Start of Extracted text
If you look at the canal you'll see houses on either side... (There's also the hospital and the park is a nice route that will run you most of the way to the town centre as well as the local supermarkets etc - to and from the houses).
mjr wrote:Because you want to get from A to B faster than is comfortable on the bendy unpaved route through the park?
All routes lead through the park - unless you stay on the road. Any route that tried to go through the park and form straight fast lines would ruin it, create pinch points and bisect routes used by other people and animals.
TBH I don't see where you're going with this. Yes we could rip up large sections of the park, put a fast straight cycle path in, add a number of paths that cross this and hope that wildlife and pedestrians will stay out of the way. Perhaps with a few crossing points we may even manage to segregate the other park users from cyclists but the question would be why? Why ruin something that works perfectly well bar the occasional idiot? Why are we so against making the point that some cyclists are idiots and why are we trying to excuse their behaviour by claiming it's not their fault because we haven't paved over a section of countryside just for their use?
As I said above personally I'd rather cycling was banned in the park rather than add extra paths and I ride through the park all the time.
Re: They tend to drive at what they consider to be a safe sp
Posted: 11 Dec 2014, 11:26am
by reohn2
FWIW I ride through Sankey Valley park fairly regularly and find it a very pleasant experience as I'm sure pedestrians do to.
I usually ride from Newton le Willows through to Sankey Bridges then pick up the TPT,Moore Nature reserve then the canal from Moore to Preston Brook.A nice ride that gets me out to Frodsham and beyond without heavy traffic hassle

Re: They tend to drive at what they consider to be a safe sp
Posted: 12 Dec 2014, 11:32pm
by Pete Owens
kwackers wrote:The section you're looking at isn't widely used and is really just dirt paths etched out by walkers, dogs and probably the odd cyclist.
As you say, there is no cycle path through that section, though it is just about rideable (it is actually a corridor that was reserved in the original new-town plans for an expessway running from Westbrook Way through Sankey Valley Park and Orford Park to Birchwood Way). The council is planning to build a cycle path along that allignment next year.
End of Extracted text
Exercise prompt: In the cycling forum thread, what was the corridor through Sankey Valley Park reserved for in the original new-town plans? The rows that follow aren't needed for this.
Start of Records supplied
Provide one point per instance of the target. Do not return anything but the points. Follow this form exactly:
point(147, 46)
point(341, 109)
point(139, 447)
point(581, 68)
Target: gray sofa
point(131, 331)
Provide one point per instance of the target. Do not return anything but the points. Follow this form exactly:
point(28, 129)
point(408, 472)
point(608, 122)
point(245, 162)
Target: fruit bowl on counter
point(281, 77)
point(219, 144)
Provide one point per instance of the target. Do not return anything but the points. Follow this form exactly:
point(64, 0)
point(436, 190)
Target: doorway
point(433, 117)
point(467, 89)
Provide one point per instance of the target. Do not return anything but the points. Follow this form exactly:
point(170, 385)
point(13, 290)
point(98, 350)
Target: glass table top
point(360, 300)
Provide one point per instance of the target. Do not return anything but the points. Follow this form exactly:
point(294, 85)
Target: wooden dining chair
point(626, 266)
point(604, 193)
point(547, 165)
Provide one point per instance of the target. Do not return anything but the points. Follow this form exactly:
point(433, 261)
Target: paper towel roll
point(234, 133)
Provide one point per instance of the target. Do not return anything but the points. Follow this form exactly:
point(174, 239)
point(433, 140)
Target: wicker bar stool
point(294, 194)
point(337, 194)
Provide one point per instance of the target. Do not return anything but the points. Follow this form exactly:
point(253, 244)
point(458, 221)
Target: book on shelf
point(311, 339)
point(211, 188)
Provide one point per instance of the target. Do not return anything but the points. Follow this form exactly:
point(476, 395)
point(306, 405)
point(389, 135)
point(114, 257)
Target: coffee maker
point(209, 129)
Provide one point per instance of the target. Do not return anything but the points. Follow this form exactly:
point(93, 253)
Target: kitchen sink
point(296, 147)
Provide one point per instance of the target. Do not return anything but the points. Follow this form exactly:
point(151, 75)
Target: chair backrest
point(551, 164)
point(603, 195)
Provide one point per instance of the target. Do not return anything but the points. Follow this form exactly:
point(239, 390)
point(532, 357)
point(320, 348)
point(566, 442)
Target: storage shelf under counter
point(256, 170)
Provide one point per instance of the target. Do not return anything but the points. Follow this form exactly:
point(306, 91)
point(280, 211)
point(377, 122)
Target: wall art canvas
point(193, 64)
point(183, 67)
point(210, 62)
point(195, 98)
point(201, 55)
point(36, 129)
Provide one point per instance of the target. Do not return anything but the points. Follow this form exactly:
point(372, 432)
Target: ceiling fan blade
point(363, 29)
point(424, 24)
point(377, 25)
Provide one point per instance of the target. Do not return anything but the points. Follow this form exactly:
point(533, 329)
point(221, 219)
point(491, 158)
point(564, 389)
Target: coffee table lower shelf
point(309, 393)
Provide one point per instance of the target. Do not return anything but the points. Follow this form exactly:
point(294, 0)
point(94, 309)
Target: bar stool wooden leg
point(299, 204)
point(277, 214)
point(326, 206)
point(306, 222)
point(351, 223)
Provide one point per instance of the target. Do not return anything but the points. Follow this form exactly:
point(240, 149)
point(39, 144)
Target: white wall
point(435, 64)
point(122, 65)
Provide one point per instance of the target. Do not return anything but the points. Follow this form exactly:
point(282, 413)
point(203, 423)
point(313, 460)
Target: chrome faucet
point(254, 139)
End of Records supplied
Solution to this task: An expressway running from Westbrook Way through Sankey Valley Park and Orford Park to Birchwood Way.